• _Quoted text_:
•••••

Elite Women Made Beer in Pre-Incan Culture
By Robert Roy Britt
LiveScience Managing Editor
posted: 14 November 2005
04:59 pm ET

An ancient brewery from a vanished empire was staffed by elite women who
were selected for their beauty or nobility, a new study concludes.
The finding adds to other evidence that women played a more crucial role
in ancient Andean societies than history books have stated. It may also
in some ways reflect modern drinking traditions in the Andean mountains,
where women get drunk as much as men, researchers say.
The brewery, on a mountaintop in southern Peru, cranked out hundreds of
gallons of beer every week. The 1,000-year-old facility was part of the
Wari empire, which predated the Incas.
The final days
Archeologists have pieced together the last days before the city was
evacuated for unknown reasons. A final batch of chicha, as the drink is
called, was prepared. A week later, nobility drank the chicha as part of
a big feast and ceremony. More than two dozen precious ceramic vessels
-- the chicha mugs -- were tossed into embers of a fire and smashed as
sacrifices to the gods.
Then the residents mysterious fled.
"Our analyses indicate that this specialty brew was a high-class
affair," said Patrick Ryan Williams, Curator of Anthropology at the
Field Museum and co-author of the research report. "Corn and Peruvian
pepper-tree berries were used to make the beer, which was drunk from
elaborate beakers up to half a gallon in volume."
Water had to be brought up from a thousand feet below the city's
8,000-foot mountaintop perch.
Archaeologists have spent years excavating the remnants of the city,
which sits on a mesa called Cerro Baúl. The latest findings were
published Monday in the online version of the Proceedings of the
National Academy of Sciences.
Evidence left behind
Inside the brewery, which was first discovered and announced last year,
researchers have since found several elegant metal shawl pins sprawled
across the floor. The pins were not found elsewhere in the city.

•••••

• _Data excerpt_:

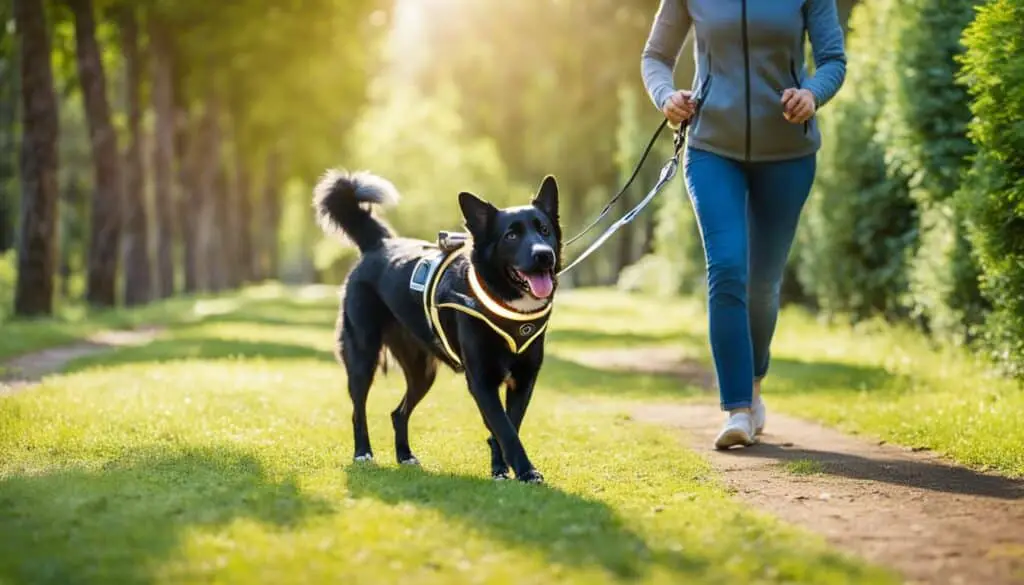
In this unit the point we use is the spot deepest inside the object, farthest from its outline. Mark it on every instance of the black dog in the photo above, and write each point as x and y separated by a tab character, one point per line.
481	308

•••••

• _Stated problem_:
Print the passage from the article on the pre-Incan brewery between "Water had to" and "Academy of Sciences.", inclusive.

• _The response_:
Water had to be brought up from a thousand feet below the city's
8,000-foot mountaintop perch.
Archaeologists have spent years excavating the remnants of the city,
which sits on a mesa called Cerro Baúl. The latest findings were
published Monday in the online version of the Proceedings of the
National Academy of Sciences.